Task details
Search the records below for "green"; copy each line that has it.

----------------------------------------

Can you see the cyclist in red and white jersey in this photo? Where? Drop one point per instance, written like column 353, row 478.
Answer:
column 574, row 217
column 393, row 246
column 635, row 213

----------------------------------------

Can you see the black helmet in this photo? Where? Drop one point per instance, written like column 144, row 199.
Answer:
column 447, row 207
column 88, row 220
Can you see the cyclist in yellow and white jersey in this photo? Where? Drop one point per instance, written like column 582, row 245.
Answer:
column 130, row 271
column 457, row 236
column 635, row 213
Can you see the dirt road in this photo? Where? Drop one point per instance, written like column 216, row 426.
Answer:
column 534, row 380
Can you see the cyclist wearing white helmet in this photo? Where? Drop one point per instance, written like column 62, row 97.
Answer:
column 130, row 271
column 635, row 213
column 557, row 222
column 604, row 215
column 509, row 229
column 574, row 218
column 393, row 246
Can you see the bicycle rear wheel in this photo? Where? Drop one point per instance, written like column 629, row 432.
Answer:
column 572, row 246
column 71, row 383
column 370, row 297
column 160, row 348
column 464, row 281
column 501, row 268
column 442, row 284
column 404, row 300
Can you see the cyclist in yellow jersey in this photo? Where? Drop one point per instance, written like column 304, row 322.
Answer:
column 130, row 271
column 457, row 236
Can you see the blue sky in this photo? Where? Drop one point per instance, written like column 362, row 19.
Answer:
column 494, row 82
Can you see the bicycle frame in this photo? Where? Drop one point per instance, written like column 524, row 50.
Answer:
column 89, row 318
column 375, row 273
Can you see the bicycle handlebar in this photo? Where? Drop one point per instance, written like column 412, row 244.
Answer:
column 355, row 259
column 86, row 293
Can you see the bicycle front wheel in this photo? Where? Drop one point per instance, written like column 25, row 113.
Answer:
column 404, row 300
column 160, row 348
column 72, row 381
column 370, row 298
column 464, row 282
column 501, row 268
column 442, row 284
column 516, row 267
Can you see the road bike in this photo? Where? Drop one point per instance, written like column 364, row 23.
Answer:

----------------------------------------

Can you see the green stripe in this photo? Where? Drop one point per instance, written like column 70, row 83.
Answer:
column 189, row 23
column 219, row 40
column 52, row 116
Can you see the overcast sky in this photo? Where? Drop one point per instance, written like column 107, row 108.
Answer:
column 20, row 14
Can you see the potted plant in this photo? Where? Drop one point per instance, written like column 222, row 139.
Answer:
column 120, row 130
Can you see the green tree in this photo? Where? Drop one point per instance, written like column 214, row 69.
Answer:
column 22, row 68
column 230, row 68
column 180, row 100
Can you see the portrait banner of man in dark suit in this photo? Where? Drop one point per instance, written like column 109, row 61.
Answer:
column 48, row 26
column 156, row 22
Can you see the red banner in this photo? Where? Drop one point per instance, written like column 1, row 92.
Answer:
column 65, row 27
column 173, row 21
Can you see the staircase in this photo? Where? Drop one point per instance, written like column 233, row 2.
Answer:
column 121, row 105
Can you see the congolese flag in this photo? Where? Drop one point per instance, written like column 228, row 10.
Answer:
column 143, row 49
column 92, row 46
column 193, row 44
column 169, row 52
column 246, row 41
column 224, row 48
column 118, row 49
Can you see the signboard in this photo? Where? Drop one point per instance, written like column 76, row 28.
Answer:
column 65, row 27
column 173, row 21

----------------------------------------

Answer space
Can you see the green stripe in this photo? Where? Drop one point per instance, written like column 70, row 83.
Can you see the green tree in this photo? Where? Drop one point per instance, written like column 214, row 69.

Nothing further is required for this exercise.